GIVEN PROBLEM
Copy out each line of the data below word for word, keeping the lines in their original order.

RAW DATA
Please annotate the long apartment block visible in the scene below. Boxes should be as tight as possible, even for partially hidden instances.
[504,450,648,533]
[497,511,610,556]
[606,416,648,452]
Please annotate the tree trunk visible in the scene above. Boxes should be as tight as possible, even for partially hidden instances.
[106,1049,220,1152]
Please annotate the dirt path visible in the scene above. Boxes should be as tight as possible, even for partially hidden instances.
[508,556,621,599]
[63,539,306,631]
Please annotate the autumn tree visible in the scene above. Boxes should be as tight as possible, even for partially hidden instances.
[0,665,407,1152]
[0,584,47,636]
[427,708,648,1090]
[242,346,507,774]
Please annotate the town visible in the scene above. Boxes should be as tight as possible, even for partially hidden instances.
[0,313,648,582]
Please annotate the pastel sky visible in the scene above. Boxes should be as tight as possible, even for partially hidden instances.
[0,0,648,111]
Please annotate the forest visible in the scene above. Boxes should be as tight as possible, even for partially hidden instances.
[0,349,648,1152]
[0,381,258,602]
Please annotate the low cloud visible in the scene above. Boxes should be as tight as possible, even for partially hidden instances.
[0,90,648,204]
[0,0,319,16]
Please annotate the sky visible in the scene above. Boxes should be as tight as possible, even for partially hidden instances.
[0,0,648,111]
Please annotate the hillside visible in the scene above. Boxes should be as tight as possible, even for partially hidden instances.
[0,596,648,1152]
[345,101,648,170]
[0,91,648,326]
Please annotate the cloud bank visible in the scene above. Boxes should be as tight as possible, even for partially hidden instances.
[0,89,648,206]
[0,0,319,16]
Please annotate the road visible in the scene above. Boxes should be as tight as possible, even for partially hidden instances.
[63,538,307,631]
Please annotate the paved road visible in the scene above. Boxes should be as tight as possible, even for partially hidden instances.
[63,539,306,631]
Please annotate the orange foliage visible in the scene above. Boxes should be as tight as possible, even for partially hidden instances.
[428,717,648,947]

RESULT
Please annotate the long apartment block visible in the scene below. Boxes should be as tight as possible, even for partially hidden instances.
[504,450,648,533]
[497,511,610,556]
[606,416,648,452]
Please annotate the tree trunk visible in the scene above. Boxes should be as tight as possible, even for partially hidden instances.
[106,1049,220,1152]
Please annotate the dirt path visible in the scene above. Boxes should be as tight as possible, even for partially hidden instances.
[508,556,621,599]
[63,539,306,631]
Please annotate the autumn tree visible in the scene above. Boxes should be as tight as possible, even for partially hidden instances.
[0,665,407,1152]
[0,584,47,636]
[427,708,648,1090]
[242,346,507,774]
Please annotate the town visible in the scene above. Boxes should be as tight as possible, even for partially hidden instances.
[0,313,648,582]
Please annotate the pastel sky visible in the scene above. Boxes should be as tight as possible, even for partially hidden instances.
[0,0,648,111]
Please annotate the forest visible in the scene above. Boxes should be as tight as possible, even for partially hidden instances.
[0,349,648,1152]
[0,381,258,602]
Please annotate the low cloud visible in the scene above. Boxes should be as tight as possible, even for partially hidden instances.
[0,90,648,204]
[0,0,319,16]
Please annotate the sky visible in the scene above. Boxes should be as tight as possible, even for partially hidden instances.
[0,0,648,111]
Please annotate the hillside visible in the scene above. Boxes should be as tight as possible, even for partially hidden instances.
[0,596,648,1152]
[345,101,648,170]
[0,91,648,326]
Please annotate the cloud bank visible in the scene above. Boxes should be as tight as possible, even for partially hidden instances.
[0,89,648,206]
[0,0,319,16]
Please annotate the road visible in the scene above. Boxes should be as tight as possible, even for partially hidden instances.
[63,538,307,631]
Please annotate the paved road visible in the scene above. Boxes should be as tight as possible, even for partially hidden instances.
[63,539,306,631]
Please annotate the orange foliage visible in the scene above. Boxes should be as tight as possible, even for partially hidden instances.
[428,717,648,947]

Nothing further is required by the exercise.